* **What is expected**: Each entry below should be retyped exactly, with nothing omitted.

* **Exercise data**:

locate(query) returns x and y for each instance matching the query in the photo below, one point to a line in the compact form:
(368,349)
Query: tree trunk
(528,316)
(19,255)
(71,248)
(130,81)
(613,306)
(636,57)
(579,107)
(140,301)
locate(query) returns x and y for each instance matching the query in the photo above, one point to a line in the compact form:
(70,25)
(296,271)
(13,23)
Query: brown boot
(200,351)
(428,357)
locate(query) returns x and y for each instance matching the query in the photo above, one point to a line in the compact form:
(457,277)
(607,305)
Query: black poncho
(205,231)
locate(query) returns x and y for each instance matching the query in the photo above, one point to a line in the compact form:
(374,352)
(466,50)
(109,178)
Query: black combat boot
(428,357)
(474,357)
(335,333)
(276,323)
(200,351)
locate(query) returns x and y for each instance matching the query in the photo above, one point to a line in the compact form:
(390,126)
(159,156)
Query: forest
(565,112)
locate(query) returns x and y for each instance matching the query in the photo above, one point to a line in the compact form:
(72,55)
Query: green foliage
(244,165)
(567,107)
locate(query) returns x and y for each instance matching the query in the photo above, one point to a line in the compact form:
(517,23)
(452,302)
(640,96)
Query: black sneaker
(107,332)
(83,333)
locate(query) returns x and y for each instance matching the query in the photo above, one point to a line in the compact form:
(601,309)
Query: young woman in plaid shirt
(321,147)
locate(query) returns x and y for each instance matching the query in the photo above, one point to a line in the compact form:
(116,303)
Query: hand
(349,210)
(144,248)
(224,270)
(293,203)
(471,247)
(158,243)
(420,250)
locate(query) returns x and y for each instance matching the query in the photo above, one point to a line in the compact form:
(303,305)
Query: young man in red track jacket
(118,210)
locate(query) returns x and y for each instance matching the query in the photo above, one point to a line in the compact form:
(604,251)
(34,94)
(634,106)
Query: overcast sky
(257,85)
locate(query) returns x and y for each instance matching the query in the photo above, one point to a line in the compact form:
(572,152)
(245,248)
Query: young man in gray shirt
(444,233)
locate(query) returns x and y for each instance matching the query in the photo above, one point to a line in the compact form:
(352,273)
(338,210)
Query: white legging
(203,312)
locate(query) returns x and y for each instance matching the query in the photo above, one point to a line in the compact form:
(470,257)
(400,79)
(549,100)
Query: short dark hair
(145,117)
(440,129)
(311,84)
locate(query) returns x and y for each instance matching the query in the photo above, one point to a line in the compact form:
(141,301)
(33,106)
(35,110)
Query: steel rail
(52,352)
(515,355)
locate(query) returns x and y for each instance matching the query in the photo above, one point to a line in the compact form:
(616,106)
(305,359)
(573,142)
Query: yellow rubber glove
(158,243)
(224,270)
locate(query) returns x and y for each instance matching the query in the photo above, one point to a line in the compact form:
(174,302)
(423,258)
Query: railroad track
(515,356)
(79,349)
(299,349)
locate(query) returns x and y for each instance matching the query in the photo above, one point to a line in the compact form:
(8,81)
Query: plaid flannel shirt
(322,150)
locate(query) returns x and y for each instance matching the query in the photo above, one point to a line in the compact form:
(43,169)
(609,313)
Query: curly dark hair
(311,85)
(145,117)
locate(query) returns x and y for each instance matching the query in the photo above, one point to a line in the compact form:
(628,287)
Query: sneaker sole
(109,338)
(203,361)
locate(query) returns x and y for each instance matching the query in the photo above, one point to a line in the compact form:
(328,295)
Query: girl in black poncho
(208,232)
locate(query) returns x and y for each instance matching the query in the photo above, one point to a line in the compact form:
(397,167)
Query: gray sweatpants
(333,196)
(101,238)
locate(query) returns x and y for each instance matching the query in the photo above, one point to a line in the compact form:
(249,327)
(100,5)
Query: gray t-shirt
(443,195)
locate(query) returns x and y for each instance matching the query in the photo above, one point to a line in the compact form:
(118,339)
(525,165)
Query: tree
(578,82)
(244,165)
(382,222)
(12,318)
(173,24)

* **Output**:
locate(query) returns x and y for each instance matching the query in the photo below, one point to a line in the compact form:
(368,349)
Query: tree trunk
(528,316)
(19,255)
(71,248)
(130,81)
(613,306)
(636,57)
(579,107)
(140,301)
locate(query) returns x and y for each instance matching the query in the photo above, one point to a line in the compact form:
(70,25)
(296,271)
(13,23)
Query: brown boot
(200,351)
(428,357)
locate(query) returns x and y for each instance matching the query in the photo above, one point to a line in the compact form:
(457,277)
(607,305)
Query: black poncho
(205,231)
locate(query) returns x and y for each instance matching the query in the photo above, one point to a line in the compact form:
(374,352)
(466,50)
(109,178)
Query: black combat boot
(428,357)
(474,357)
(335,333)
(276,323)
(200,351)
locate(query) returns x and y for each instance matching the query in the photo above, one point to a line in the compact form:
(390,126)
(159,156)
Query: forest
(565,112)
locate(query) returns x and y for each instance matching the query in the photo above, one point to a line in the compact form:
(72,55)
Query: green foliage
(244,165)
(567,107)
locate(query) returns x and y for each instance matching the query in the photo above, one point to a line in the compact form:
(517,23)
(452,302)
(640,96)
Query: black sneaker
(107,332)
(83,333)
locate(query) returns x and y for each instance matching the query in the photo above, one point to a line in the compact form:
(601,309)
Query: young woman in plaid shirt
(321,147)
locate(query) returns x and y for each instance matching the query in the photo above, one point to a line in the compact form:
(116,303)
Query: hand
(349,210)
(144,248)
(224,270)
(293,203)
(471,247)
(158,243)
(420,250)
locate(query) returns x and y for each instance matching the query in the photo above, one point to a line in the compact form:
(303,305)
Query: young man in red track jacket
(118,210)
locate(query) returns x and y for each instance matching the query in the photo above, one point to a line in the compact form:
(604,251)
(34,94)
(634,106)
Query: overcast sky
(257,85)
locate(query) returns x and y for each instance matching the query in the photo above, one point to a line in the compact form:
(572,152)
(245,248)
Query: young man in gray shirt
(444,233)
locate(query) returns x and y for each instance matching the query in the photo above, one point to a line in the compact form:
(352,273)
(338,210)
Query: white legging
(203,312)
locate(query) returns x and y for each instance matching the query in the photo above, one point to a line in the compact form:
(470,257)
(400,79)
(549,100)
Query: short dark hair
(145,117)
(440,129)
(311,84)
locate(query) returns x and y for each instance matching the query in the photo above, one point to a line in the compact form:
(141,301)
(33,106)
(35,110)
Query: steel rail
(52,352)
(515,355)
locate(query) returns x and y for each instance matching the query in the photo above, one point to a line in the compact form:
(616,106)
(305,359)
(573,142)
Query: yellow rubber glove
(158,243)
(224,270)
locate(query) returns x and y for each instance matching the query in the photo above, one point to a line in the compact form:
(174,302)
(423,258)
Query: railroad track
(515,356)
(79,349)
(299,349)
locate(query) returns x and y for each instance matching the query in the photo above, one point to a line in the compact form:
(8,81)
Query: plaid flannel shirt
(322,150)
locate(query) returns x and y for each instance matching the query in the photo above, one point to a line in the compact form:
(43,169)
(609,313)
Query: curly dark hair
(311,85)
(145,117)
locate(query) returns x and y for each instance matching the query in the photo above, one point to a line in the compact form:
(628,287)
Query: sneaker sole
(109,338)
(203,361)
locate(query) returns x and y for each instance matching the query in the photo above, one point to a line in the compact form:
(328,295)
Query: girl in black poncho
(208,232)
locate(query) returns x and y for each instance matching the query in the photo above, one point to a line in the compact form:
(397,167)
Query: gray sweatpants
(333,196)
(101,238)
locate(query) returns x and y for each instance matching the query in the photo above, one point to a line in the compact form:
(249,327)
(100,5)
Query: gray t-shirt
(443,195)
locate(query) returns x and y for each instance matching the query in the photo above, one point to a line in the compact form:
(118,339)
(525,165)
Query: tree
(578,82)
(244,165)
(382,222)
(12,318)
(173,24)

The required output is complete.